## Stated task
Rewrite the material between the line holding "the grandstand roof." and the line holding "x=289 y=426", inclusive, replacing "locator" with "detector" and leaving everything else unchanged. Give only those lines.

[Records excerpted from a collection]
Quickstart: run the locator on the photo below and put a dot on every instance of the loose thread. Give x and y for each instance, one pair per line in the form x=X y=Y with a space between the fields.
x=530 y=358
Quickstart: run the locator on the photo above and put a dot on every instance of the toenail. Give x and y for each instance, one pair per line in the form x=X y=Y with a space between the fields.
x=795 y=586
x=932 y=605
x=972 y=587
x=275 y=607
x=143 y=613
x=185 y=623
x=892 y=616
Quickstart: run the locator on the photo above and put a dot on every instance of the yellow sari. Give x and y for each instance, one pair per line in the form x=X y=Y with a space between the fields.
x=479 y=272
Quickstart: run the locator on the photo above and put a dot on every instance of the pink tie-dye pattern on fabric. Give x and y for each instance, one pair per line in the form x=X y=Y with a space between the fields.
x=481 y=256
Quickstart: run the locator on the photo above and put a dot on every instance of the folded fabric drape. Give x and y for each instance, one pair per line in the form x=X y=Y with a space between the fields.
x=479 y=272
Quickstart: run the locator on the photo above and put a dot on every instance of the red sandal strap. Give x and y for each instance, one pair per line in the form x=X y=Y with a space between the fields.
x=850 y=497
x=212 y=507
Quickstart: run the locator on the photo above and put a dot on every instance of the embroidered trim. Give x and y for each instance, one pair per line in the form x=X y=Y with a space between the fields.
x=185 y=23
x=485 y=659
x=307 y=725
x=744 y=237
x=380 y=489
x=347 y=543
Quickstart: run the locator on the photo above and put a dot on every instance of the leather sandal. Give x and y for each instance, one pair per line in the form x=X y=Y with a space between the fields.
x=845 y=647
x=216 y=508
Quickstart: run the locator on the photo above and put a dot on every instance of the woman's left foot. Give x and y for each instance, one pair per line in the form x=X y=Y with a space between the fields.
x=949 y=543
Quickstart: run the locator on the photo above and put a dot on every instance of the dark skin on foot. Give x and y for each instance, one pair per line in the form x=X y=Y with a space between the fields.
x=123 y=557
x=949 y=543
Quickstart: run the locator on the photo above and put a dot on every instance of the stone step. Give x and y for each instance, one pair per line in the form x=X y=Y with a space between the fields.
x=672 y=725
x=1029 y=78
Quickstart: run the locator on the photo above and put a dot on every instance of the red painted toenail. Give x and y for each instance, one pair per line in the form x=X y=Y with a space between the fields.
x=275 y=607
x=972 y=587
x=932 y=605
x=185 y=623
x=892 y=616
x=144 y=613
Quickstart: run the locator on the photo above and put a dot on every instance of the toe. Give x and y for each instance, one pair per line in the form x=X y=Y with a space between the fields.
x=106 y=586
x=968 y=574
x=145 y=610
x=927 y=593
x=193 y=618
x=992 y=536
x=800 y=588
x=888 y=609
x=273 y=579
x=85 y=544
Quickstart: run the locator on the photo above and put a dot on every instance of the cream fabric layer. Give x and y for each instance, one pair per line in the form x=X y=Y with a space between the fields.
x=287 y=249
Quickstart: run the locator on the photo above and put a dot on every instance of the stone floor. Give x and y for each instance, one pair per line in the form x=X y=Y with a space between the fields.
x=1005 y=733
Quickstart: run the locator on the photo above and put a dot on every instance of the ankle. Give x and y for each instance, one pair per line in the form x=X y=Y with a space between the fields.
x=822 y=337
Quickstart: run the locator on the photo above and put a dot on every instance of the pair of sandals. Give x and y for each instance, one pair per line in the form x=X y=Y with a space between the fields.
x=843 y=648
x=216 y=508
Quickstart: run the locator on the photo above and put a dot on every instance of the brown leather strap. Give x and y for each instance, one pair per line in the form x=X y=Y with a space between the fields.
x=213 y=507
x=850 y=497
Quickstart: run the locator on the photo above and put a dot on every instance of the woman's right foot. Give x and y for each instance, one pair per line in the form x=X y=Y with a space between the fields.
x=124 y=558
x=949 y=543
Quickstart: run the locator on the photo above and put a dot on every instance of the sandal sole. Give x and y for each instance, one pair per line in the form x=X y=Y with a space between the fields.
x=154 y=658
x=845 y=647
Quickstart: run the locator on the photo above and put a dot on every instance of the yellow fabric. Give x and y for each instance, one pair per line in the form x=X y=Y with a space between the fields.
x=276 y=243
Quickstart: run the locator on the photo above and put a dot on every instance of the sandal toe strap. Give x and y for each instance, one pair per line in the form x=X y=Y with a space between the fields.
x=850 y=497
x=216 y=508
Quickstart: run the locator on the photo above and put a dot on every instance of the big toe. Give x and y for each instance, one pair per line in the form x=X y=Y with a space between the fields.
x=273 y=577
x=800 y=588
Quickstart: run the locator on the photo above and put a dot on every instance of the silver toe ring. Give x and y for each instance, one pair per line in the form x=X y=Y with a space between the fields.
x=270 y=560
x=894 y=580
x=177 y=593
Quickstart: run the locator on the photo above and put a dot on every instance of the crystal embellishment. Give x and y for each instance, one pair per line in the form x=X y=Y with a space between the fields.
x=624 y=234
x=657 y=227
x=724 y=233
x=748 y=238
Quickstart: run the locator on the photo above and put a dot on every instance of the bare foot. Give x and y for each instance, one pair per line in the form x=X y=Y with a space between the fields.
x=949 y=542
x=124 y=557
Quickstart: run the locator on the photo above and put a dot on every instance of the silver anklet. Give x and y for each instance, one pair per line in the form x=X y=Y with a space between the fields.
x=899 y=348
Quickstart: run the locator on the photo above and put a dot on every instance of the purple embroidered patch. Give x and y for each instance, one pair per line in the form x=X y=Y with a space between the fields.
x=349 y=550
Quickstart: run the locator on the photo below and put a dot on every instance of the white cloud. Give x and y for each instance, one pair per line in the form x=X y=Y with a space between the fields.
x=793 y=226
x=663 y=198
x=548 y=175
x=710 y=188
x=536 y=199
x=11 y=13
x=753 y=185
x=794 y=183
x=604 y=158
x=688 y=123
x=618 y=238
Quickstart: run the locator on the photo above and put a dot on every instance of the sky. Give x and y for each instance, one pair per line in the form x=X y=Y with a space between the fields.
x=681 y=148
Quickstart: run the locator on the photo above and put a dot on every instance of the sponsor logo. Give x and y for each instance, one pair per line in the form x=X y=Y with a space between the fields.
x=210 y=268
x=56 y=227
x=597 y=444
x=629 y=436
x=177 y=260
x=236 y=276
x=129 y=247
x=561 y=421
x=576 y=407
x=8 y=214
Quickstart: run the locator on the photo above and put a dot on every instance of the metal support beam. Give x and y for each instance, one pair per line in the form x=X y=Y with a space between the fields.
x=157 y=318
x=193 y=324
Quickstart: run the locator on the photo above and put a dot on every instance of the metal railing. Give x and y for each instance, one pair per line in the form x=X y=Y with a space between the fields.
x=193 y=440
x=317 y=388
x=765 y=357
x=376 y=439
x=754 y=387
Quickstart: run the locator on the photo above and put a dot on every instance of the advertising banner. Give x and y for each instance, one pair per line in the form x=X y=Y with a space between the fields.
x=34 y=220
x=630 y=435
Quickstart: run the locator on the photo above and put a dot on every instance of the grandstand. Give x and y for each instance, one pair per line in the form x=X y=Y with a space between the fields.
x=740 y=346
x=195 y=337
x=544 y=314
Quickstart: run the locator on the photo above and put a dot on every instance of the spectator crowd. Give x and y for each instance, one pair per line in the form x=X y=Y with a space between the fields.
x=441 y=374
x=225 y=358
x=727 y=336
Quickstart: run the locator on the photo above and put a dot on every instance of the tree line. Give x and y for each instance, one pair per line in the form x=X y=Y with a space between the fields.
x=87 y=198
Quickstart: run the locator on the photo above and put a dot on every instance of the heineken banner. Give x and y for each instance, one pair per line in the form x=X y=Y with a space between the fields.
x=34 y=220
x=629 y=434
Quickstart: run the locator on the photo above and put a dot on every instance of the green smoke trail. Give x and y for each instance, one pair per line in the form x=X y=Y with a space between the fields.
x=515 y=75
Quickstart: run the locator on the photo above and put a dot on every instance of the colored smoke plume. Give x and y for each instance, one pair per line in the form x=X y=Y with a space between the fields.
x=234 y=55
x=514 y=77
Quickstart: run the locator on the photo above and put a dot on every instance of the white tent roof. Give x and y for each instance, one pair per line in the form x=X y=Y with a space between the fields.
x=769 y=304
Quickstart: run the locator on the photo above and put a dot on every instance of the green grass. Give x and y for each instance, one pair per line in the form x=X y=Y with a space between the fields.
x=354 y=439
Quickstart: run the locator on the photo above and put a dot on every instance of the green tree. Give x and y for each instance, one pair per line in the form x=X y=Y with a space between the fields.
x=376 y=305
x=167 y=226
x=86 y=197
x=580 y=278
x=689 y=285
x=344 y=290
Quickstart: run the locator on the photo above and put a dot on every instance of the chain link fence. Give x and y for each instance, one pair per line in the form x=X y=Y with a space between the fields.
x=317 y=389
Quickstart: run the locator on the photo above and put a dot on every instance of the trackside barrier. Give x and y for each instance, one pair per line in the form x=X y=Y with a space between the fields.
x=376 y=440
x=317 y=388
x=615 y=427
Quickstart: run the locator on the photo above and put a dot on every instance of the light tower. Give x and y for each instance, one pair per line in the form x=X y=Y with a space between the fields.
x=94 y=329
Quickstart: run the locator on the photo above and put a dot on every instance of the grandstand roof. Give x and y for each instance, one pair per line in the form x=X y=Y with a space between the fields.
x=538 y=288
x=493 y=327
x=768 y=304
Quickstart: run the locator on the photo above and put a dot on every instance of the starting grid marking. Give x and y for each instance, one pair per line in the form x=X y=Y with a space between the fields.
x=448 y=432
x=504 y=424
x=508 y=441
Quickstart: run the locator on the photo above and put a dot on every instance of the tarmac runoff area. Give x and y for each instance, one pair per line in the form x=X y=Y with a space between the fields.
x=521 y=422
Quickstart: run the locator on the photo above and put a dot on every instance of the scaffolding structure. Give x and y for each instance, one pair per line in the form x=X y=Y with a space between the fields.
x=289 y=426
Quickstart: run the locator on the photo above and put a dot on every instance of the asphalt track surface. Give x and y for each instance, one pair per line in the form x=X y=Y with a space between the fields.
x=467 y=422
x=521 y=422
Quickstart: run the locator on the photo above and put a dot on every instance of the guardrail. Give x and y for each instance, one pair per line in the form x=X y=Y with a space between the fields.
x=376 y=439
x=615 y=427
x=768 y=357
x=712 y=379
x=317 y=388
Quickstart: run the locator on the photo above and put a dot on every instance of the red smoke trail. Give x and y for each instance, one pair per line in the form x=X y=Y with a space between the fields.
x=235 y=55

## Result of the exercise
Quickstart: run the detector on the photo above and put a dot on every instance of the grandstand roof. Give x and y for each instance, one pair per line in the form x=X y=Y with a space between the fields.
x=538 y=288
x=493 y=327
x=768 y=304
Quickstart: run the detector on the photo above and put a dot on every instance of the starting grid marking. Give x and y for each instance, one pair per line in the form x=X y=Y with a space between the fields.
x=448 y=432
x=504 y=424
x=508 y=441
Quickstart: run the detector on the photo above and put a dot on every instance of the tarmac runoff area. Give x and y for each instance, one pair per line in the form x=X y=Y with a space between the fields.
x=521 y=422
Quickstart: run the detector on the photo above and put a dot on every instance of the scaffolding structure. Give x and y for each instance, one pair per line in the form x=X y=Y with a space between the fields.
x=289 y=426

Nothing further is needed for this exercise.